Please write out the line containing "I bet you can't find the blue" and each line after it through the end of the data, exactly, and nothing else.

####

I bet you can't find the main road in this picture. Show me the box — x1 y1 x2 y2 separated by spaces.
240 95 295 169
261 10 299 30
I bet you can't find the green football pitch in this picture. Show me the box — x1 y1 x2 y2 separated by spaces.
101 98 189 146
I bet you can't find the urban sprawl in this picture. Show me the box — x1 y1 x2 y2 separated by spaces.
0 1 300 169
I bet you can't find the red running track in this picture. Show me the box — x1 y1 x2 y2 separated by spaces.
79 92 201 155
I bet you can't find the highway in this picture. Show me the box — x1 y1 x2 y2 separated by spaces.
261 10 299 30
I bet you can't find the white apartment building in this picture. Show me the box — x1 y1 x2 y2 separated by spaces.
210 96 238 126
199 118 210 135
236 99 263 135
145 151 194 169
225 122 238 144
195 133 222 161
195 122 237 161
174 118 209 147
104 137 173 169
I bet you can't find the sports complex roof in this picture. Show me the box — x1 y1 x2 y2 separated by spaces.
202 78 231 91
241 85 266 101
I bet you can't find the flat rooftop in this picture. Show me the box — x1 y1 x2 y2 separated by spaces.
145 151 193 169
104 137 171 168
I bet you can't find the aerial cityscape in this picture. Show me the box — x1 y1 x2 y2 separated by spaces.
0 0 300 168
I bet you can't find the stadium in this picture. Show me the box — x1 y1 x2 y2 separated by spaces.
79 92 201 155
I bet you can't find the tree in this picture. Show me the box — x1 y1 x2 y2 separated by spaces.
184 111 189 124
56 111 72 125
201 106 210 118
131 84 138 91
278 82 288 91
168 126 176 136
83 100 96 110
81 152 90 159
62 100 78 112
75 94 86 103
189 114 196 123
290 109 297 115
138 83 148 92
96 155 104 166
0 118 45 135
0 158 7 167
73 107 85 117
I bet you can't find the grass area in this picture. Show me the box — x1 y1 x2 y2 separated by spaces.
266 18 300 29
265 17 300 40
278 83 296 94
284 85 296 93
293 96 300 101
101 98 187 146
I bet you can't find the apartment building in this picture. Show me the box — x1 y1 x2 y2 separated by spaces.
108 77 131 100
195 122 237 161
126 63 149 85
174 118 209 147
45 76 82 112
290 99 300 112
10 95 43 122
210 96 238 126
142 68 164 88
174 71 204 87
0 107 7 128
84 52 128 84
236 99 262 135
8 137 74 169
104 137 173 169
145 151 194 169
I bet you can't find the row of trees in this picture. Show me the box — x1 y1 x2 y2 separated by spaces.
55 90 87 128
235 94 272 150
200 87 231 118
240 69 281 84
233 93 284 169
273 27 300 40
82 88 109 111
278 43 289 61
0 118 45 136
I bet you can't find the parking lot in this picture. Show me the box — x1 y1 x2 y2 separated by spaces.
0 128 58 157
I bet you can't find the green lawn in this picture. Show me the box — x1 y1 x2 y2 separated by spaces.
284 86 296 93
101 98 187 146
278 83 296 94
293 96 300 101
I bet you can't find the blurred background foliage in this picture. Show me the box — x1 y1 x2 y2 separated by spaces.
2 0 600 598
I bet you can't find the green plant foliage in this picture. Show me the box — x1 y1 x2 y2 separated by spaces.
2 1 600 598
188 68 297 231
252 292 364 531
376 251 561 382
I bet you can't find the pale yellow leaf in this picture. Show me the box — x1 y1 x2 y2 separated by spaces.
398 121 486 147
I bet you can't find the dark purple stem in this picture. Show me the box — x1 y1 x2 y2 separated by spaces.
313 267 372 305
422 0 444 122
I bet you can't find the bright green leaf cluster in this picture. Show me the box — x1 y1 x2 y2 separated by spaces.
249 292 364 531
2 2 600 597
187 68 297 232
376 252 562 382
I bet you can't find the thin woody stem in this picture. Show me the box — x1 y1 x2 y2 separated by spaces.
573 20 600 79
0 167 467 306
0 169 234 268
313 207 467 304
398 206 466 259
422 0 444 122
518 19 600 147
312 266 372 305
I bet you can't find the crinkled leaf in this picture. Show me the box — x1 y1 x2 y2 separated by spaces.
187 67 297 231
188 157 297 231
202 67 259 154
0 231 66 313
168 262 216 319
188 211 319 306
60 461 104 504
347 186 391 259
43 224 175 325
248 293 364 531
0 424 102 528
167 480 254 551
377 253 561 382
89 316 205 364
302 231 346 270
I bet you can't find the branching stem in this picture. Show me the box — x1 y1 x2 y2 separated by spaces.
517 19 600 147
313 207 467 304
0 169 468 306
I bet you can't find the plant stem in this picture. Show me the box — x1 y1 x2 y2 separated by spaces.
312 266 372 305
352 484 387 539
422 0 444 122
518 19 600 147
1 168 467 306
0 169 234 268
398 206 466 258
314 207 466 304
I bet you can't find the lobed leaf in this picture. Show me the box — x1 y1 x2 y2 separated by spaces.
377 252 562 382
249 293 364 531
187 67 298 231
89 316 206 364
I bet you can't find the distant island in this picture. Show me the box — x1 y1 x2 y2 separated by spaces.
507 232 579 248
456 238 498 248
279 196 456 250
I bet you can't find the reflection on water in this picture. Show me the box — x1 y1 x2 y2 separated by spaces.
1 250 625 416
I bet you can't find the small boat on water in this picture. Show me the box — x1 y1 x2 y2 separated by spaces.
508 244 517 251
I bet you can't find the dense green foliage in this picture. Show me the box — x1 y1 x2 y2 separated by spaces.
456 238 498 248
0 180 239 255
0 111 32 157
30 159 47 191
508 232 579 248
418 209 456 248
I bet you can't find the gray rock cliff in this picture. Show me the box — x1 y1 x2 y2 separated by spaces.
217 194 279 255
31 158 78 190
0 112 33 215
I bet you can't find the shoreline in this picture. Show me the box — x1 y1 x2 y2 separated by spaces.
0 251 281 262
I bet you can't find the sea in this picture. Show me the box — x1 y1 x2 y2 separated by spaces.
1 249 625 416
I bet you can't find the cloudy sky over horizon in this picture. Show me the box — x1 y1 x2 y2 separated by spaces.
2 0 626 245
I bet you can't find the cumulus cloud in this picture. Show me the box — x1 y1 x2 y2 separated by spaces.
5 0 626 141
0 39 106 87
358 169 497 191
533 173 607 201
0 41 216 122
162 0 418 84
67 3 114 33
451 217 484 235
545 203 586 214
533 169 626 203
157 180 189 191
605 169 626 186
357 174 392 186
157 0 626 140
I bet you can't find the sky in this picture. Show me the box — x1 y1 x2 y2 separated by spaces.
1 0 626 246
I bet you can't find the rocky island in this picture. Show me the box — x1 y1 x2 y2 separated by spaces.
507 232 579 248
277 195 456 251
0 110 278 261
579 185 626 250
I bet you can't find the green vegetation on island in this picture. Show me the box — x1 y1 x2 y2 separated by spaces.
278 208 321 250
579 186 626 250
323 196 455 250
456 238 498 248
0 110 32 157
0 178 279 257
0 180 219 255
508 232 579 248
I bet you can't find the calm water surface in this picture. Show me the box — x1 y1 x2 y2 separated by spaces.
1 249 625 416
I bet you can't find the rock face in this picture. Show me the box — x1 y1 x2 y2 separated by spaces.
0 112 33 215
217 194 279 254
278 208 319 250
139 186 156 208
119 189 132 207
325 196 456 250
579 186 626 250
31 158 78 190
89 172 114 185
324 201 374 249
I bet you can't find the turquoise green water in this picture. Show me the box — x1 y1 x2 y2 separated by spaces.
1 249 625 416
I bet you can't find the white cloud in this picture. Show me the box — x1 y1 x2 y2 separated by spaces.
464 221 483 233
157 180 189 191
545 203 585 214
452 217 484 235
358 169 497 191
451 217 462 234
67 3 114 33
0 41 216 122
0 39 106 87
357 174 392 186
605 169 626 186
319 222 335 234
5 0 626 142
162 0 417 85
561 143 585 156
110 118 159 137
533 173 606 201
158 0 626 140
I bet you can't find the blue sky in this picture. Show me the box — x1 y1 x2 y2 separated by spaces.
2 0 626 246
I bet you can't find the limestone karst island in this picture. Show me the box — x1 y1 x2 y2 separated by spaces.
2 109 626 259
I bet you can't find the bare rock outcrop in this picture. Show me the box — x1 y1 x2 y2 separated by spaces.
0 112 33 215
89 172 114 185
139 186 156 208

####

◆ ANSWER AREA
I bet you can't find the blue sky in this picture. Show me the box — x1 y1 x2 y2 separated by spaces.
2 0 626 246
I bet you can't find the limestone karst island in this picture. Show me the box — x1 y1 x2 y2 separated by spaces.
2 109 626 259
I bet you can't find the bare rock outcrop in this picture. Show me the box — x1 y1 x2 y2 separated by spaces.
0 112 33 215
89 172 114 185
139 186 156 208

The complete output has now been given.